__Task requirements__.
Copy each line of the data exactly. Leave nothing out.

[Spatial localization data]
▼
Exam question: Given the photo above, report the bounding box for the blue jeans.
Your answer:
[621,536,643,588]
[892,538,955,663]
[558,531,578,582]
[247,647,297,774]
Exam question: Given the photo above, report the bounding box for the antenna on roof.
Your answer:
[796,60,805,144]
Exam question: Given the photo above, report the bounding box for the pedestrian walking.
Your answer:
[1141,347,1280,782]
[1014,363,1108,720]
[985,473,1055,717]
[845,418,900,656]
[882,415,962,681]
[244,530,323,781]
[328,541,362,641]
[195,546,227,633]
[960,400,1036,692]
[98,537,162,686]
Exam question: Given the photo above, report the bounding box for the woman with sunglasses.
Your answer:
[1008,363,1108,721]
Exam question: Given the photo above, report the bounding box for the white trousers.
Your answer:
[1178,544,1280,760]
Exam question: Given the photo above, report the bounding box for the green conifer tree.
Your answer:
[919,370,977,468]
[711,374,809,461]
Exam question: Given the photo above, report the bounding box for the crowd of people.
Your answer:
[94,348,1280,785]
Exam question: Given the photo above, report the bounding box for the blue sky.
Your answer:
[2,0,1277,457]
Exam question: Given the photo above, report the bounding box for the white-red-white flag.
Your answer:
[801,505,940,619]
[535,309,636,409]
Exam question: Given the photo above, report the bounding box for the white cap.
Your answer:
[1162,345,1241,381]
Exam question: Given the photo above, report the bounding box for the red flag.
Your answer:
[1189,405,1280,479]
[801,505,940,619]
▲
__Exercise solution__.
Exam question: Given the photo above, report the bounding box for the blue jeans.
Your answer:
[621,536,643,588]
[892,538,955,663]
[558,531,578,582]
[247,647,297,774]
Exam question: Given the photo above, report the bounding box for the antenna on roof.
Your answer:
[796,60,805,144]
Exam question: Given the photo above, report the bounding box for the pedestrian walking.
Your answer:
[1141,347,1280,782]
[1014,363,1108,720]
[985,473,1055,717]
[845,418,900,656]
[882,415,962,681]
[244,530,323,781]
[328,541,362,641]
[195,546,227,633]
[960,400,1036,692]
[98,537,162,686]
Exam question: Given the photo above, report the bounding box for the woman with sunglasses.
Your answer:
[1008,363,1108,721]
Exam question: Given the photo above, report the bounding box for the white trousers.
Your answer:
[1178,544,1280,760]
Exam question: Given the photo above, report the bounding box for the green conifer tree.
Your answer:
[919,370,977,468]
[711,374,809,461]
Exam question: Given the photo above, report the bounding box for the crowd of people.
Your answer:
[94,348,1280,785]
Exam question: Given the photo above, report the bounding box for the blue sky.
Your answer:
[2,0,1277,457]
Exam question: Given the photo above, report the bounding box for the white-red-white flag.
Your answer:
[801,505,940,619]
[535,309,636,409]
Exam question: Given the photo above, report the bounding box for the white cap.
Your answer:
[1162,345,1241,381]
Exam question: Given the photo above, report the bounding box for the red flag.
Your answer:
[1189,405,1280,479]
[801,505,940,619]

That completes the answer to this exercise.